■ **EXERCISE TEXT**
Canadian Association for Community Living forms in 1958
How a Parent Group Changed Canada's Disability Landscape
According to ChatGPT (which is what I use to find dates that are difficult to find elsewhere) on this date in 1958, the Canadian Association for Community Living was founded.
As the ChatGPT website says (and as I’ve seen for myself recently) it’s not always right. But CACL’s founding date has proven incredibly difficult to find, so I’m going to go with this one. It’s an important date!
Image Description: Young man worker with Down syndrome with manager and other collegues working in industrial factory.
The Canadian Association for Community Living was founded as The Canadian Association for Retarded Children, and changed names once more before it became CACL in 1985.
The founders were a parent group in Toronto. They met first in 1948, concerned that support and education for their developmentally disabled children could only be delivered via residential placement in Huronia Regional Centre (then the Ontario Hospital School.) They began their advocacy almost immediately, and by 1953 they’d inspired the formation of so many similar parent groups around the province that they officially formed what is now Community Living Ontario. That same year, they got the Ontario goverment to revise the Education Act to include a regulation that provided $25 of monthly funding per student for parent groups to teach classes of children who’d been declared ineligible for school. This small advocacy victory opened the door to others, and other provinces soon developed their own Community Living organizations to see what they could accomplish.
The national Community Living Organization, as stated earlier, was founded on this date in 1958. It became Inclusion Canada in 2020.

■ **WORK TO COMPLETE**
(1) Copy out everything in the piece on the Canadian Association for Community Living from "As the ChatGPT" down to "CACL in 1985.".
(2) Carry on the account of how the Canadian Association for Community Living was founded, starting right after its last sentence.

■ **INFORMATION SHOWN**

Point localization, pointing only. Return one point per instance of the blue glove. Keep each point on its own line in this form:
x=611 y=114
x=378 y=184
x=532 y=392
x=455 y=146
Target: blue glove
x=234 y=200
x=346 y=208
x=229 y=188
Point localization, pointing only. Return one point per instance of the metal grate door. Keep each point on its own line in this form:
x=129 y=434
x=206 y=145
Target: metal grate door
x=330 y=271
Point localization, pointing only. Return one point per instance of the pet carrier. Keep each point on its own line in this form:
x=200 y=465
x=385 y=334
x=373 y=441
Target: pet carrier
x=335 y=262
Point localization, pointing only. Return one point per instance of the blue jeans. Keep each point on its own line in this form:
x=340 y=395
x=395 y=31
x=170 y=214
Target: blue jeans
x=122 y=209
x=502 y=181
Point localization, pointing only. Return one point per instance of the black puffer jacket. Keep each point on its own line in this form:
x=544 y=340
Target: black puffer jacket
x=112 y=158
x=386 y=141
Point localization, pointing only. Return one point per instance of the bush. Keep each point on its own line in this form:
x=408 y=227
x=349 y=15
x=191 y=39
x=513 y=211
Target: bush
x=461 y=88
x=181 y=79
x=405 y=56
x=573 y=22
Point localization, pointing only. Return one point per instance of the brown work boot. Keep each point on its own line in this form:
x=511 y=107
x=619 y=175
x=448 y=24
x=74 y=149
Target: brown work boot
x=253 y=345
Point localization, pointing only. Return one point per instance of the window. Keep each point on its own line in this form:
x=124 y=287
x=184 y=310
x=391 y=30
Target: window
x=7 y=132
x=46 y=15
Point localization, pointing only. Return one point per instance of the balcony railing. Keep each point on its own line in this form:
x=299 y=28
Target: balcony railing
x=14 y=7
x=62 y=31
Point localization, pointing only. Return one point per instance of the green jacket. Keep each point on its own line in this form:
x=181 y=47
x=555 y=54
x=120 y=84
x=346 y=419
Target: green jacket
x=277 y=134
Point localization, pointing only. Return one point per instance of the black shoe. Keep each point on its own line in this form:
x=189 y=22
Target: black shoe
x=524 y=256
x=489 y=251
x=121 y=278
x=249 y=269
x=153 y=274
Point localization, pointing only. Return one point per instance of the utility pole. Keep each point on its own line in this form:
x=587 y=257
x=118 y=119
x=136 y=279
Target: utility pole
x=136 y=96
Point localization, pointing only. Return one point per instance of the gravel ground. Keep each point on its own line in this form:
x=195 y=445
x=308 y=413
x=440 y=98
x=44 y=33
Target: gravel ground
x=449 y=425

■ **ANSWERS FOR THE EXERCISE**
(1)
As the ChatGPT website says (and as I’ve seen for myself recently) it’s not always right. But CACL’s founding date has proven incredibly difficult to find, so I’m going to go with this one. It’s an important date!
Image Description: Young man worker with Down syndrome with manager and other collegues working in industrial factory.
The Canadian Association for Community Living was founded as The Canadian Association for Retarded Children, and changed names once more before it became CACL in 1985.

(2)
Beliefs and Values
I got my start in disability work through the Community Living movement when I was just a teenager. Inclusion Canada’s vision of “an inclusive Canada in which people with an intellectual disability and their families are valued equally and participate fully in all aspects of society” really speaks to me, as do its beliefs (from the Inclusion website):
The lives of people with an intellectual disability should unfold no differently than those without disabilities; immersed together with their peers without a disability in the same pathways and experience of life common to us all.
All people are entitled to equal access and opportunity. Equality demands protection from all forms of discrimination or harm, and access to the supports necessary to enable equal participation.
In the fundamental value and dignity of all people, and honour and respect diverse identities and experiences. Our humanity and uniqueness cannot be reduced to words, labels, categories, definitions, or genetic patterns.
In speaking up and taking action on our values and beliefs, even when it is difficult.
It’s important to acknowledge this day in Canada’s disability history because CACL and the Community Living moment helped move the country toward deinistutionalization, giving intellectually disabled people opportunities to be a part of communities across the country.
Check out Inclusion Canada’s website to learn more about the great work they’re doing, and check out this essay by Gord Kyle for more information about the history of the Community Living movement in Canada.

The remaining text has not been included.